*** Opening of PROVIDED MATERIAL ***

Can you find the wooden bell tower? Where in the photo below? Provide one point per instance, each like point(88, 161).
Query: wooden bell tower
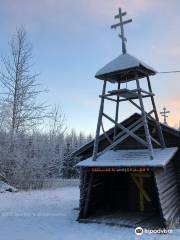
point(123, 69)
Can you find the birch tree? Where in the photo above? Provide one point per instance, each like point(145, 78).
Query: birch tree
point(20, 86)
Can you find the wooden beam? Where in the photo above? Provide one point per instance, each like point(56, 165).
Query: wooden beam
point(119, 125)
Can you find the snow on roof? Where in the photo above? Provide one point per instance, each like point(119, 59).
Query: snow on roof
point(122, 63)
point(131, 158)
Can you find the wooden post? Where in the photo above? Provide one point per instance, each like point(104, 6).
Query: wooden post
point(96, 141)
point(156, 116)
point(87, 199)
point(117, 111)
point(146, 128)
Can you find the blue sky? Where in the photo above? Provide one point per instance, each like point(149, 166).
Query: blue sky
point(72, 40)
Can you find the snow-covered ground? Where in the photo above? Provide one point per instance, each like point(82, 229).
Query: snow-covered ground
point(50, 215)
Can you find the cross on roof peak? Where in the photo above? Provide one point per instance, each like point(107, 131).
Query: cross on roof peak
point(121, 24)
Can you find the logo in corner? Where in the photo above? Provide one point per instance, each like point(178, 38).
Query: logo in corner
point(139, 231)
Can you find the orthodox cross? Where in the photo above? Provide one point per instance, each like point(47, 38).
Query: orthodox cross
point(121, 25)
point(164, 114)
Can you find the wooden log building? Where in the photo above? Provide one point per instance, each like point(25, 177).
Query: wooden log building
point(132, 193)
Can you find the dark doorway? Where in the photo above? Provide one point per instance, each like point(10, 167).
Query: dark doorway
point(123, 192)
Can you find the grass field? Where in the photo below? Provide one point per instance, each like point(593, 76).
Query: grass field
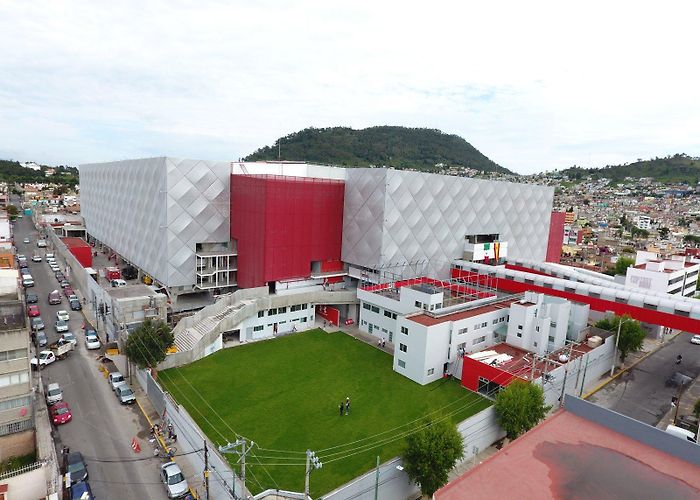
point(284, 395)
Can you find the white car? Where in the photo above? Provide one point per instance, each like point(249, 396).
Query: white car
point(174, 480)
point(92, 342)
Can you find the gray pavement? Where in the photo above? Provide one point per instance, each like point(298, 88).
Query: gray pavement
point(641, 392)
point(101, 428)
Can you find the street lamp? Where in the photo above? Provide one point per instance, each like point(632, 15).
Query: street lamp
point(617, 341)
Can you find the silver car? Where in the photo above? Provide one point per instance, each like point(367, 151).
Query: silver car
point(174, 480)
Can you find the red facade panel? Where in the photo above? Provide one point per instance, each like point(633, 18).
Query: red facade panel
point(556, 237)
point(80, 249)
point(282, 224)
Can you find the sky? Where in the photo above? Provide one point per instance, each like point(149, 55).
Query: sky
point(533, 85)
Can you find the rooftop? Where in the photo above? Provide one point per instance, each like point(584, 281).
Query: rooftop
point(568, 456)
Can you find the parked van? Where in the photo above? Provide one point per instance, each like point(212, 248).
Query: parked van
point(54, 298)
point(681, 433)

*** Close of PROVIDED MATERIAL ***
*** Opening of PROVIDED MATERIAL ***

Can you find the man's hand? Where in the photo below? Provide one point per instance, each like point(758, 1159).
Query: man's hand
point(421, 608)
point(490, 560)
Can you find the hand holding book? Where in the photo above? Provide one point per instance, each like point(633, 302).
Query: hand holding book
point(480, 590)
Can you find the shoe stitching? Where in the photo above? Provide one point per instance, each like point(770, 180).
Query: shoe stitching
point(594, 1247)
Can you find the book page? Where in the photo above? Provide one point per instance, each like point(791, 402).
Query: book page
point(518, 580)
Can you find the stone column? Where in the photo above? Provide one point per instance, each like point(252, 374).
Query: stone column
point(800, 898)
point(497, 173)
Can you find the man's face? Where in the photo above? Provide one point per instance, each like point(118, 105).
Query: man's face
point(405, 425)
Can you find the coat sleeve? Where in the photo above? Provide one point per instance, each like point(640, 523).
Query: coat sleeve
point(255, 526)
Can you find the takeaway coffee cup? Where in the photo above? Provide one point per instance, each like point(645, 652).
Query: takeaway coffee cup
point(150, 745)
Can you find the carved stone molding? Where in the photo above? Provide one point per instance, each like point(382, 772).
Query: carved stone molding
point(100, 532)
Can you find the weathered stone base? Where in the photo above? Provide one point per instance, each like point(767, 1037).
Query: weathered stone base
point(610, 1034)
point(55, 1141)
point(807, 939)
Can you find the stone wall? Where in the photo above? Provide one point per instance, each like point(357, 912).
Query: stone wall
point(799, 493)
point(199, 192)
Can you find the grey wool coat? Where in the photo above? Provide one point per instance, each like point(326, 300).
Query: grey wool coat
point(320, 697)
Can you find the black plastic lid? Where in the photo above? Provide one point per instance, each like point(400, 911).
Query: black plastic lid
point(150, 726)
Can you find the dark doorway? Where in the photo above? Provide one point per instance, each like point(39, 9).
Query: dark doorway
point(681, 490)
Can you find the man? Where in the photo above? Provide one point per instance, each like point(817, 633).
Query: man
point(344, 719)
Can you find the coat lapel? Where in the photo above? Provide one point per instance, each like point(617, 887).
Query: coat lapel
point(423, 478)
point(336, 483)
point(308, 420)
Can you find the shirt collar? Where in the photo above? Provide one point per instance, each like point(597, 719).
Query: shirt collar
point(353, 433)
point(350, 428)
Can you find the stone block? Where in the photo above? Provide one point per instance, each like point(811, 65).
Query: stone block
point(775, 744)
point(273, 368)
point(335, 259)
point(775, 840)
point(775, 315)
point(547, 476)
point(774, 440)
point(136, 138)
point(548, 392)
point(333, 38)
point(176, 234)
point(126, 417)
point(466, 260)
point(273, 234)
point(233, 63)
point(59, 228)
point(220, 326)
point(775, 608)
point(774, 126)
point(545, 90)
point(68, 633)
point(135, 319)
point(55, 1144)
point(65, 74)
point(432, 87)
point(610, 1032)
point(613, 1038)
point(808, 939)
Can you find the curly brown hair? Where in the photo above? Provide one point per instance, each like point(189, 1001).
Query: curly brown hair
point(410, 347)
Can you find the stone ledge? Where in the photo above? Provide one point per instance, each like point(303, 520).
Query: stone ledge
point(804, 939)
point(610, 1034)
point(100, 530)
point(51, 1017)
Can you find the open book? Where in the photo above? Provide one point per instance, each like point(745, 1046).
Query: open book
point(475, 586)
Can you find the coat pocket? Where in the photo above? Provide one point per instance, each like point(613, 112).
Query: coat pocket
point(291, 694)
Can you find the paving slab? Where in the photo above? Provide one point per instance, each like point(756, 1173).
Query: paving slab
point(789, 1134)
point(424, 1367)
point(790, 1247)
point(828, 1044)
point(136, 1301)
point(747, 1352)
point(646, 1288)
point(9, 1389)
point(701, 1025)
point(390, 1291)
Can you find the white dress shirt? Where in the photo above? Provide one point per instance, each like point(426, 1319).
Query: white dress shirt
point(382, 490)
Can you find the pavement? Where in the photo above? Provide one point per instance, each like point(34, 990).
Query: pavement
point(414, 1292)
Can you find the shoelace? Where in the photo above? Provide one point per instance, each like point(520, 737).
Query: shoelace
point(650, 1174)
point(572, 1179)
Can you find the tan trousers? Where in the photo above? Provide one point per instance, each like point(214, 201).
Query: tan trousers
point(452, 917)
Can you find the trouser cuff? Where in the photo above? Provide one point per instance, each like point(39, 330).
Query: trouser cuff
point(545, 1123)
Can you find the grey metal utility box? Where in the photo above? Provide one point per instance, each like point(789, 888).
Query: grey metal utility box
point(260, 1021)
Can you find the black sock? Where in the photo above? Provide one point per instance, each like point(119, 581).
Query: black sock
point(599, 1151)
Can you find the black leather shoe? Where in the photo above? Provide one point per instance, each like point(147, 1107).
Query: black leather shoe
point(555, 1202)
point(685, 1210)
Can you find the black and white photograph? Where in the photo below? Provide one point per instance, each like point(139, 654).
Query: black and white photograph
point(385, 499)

*** Close of PROVIDED MATERIAL ***
*** Opening of PROVIDED MATERIAL ***

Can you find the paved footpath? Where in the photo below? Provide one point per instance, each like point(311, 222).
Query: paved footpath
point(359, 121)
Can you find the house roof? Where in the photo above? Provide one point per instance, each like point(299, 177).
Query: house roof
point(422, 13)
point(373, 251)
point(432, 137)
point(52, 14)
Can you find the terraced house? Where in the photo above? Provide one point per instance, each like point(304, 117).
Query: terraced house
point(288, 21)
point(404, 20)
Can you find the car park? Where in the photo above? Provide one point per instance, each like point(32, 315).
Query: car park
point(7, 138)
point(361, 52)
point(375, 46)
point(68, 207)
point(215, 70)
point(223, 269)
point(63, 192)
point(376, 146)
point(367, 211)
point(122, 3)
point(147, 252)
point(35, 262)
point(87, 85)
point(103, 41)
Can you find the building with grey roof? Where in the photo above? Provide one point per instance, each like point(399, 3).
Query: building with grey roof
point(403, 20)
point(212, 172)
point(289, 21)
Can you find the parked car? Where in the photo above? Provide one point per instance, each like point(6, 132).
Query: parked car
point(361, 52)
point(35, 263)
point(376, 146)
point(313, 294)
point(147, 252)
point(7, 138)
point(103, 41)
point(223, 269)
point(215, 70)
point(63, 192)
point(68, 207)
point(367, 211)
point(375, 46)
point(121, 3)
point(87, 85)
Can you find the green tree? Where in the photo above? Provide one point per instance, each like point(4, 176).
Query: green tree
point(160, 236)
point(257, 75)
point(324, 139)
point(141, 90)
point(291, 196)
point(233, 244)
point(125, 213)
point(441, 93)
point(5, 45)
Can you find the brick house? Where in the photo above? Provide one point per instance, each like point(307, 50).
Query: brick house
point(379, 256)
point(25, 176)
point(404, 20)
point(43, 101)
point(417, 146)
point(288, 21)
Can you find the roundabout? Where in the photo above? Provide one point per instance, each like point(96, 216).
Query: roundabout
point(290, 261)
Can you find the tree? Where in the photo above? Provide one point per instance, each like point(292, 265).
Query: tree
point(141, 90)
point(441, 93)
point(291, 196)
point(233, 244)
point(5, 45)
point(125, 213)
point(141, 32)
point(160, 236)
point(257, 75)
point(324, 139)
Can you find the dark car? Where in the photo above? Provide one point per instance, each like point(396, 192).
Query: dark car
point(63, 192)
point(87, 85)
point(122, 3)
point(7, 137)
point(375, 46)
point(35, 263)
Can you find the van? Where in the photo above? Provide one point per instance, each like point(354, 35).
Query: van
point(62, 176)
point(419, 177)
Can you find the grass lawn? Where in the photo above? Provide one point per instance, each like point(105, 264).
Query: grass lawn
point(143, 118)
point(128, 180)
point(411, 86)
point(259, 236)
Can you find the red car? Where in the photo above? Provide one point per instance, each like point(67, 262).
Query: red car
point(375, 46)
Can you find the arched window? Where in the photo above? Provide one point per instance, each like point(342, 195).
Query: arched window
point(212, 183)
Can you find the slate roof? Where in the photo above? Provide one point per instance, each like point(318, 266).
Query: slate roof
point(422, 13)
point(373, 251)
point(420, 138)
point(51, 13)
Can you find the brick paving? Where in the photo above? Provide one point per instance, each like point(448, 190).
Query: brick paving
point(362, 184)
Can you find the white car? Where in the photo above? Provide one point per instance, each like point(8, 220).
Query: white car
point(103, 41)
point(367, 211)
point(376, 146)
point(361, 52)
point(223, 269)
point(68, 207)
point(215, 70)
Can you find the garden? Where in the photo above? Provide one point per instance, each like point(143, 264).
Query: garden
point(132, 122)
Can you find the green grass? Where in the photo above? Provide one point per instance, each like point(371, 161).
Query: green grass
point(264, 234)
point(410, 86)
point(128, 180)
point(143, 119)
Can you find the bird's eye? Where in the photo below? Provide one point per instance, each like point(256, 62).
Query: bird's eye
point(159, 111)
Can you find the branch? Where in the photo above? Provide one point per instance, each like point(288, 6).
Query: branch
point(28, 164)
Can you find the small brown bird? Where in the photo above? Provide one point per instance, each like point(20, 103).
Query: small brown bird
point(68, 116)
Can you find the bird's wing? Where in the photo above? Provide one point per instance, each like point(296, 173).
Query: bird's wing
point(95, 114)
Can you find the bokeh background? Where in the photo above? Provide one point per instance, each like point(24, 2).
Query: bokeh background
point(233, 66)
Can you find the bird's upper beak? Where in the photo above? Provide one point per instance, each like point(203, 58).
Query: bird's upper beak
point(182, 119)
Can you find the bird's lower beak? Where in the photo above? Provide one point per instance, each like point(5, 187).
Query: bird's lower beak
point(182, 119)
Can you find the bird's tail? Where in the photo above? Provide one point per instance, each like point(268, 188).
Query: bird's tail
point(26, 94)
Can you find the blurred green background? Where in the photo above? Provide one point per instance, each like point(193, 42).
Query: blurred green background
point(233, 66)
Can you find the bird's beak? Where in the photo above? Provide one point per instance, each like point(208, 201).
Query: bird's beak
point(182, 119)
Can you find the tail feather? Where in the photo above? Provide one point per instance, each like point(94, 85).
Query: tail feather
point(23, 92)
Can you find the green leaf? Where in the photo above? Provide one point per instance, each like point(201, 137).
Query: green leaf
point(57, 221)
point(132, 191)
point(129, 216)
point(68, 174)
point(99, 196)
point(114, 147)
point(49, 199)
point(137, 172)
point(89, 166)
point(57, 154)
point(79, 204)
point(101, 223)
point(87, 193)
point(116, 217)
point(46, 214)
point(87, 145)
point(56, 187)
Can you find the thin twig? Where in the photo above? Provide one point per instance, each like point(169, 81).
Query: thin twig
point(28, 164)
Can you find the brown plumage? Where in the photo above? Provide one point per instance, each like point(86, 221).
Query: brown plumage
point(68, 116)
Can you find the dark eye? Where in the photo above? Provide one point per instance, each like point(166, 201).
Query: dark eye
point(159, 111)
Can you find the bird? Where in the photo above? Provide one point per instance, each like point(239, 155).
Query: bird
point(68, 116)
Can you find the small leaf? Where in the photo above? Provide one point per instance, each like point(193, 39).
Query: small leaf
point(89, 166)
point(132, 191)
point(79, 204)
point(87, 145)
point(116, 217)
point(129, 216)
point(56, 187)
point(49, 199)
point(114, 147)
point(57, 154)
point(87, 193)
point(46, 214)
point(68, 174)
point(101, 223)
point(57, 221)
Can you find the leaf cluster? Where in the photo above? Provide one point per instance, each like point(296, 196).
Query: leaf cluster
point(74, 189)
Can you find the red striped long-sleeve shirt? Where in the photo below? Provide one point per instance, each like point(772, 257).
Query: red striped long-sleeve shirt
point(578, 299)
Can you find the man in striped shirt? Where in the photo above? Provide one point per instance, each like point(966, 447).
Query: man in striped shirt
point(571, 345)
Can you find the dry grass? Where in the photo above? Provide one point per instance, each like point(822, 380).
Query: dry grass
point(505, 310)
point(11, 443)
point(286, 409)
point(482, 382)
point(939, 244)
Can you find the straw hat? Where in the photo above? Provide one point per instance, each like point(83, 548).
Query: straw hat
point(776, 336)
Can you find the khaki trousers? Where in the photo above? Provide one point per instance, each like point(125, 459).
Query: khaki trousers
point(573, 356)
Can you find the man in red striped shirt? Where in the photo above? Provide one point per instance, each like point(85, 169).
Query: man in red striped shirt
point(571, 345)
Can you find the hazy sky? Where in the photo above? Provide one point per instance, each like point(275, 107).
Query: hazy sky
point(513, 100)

*** Close of PROVIDED MATERIAL ***

__TASK PROMPT__
Reproduce exactly the section above that begins at the line containing "Can you find the parked car?" and ends at the line containing "Can you find the dark car?", leaving out all other lines.

__RESPONSE TO THIS EXERCISE__
Can you find the parked car? Where in the photo above? Provide one point per instance, each like point(6, 132).
Query: parked car
point(361, 52)
point(35, 263)
point(376, 146)
point(313, 294)
point(147, 252)
point(7, 138)
point(103, 41)
point(223, 269)
point(215, 70)
point(63, 192)
point(68, 207)
point(367, 211)
point(375, 46)
point(121, 3)
point(87, 85)
Can you find the green tree? Where in the photo above? Provide one point per instance, each like point(4, 176).
Query: green tree
point(160, 236)
point(257, 75)
point(324, 139)
point(141, 90)
point(291, 196)
point(233, 244)
point(125, 213)
point(441, 93)
point(5, 45)
Can you find the brick house? Where in the photo above? Provide one point per instance, each like point(307, 50).
Query: brick house
point(379, 256)
point(25, 176)
point(404, 20)
point(43, 101)
point(417, 146)
point(288, 21)
Can you find the roundabout? Where in the photo above? Provide one point per instance, each like point(96, 216).
Query: roundabout
point(290, 261)
Can you find the tree? Where in the photo above? Provide one point per instance, each like point(292, 265).
Query: tree
point(141, 90)
point(441, 93)
point(291, 196)
point(233, 244)
point(5, 45)
point(125, 213)
point(141, 32)
point(160, 236)
point(257, 75)
point(324, 139)
Can you find the dark car? Where in the photo above? Provide one point per instance, each like point(396, 192).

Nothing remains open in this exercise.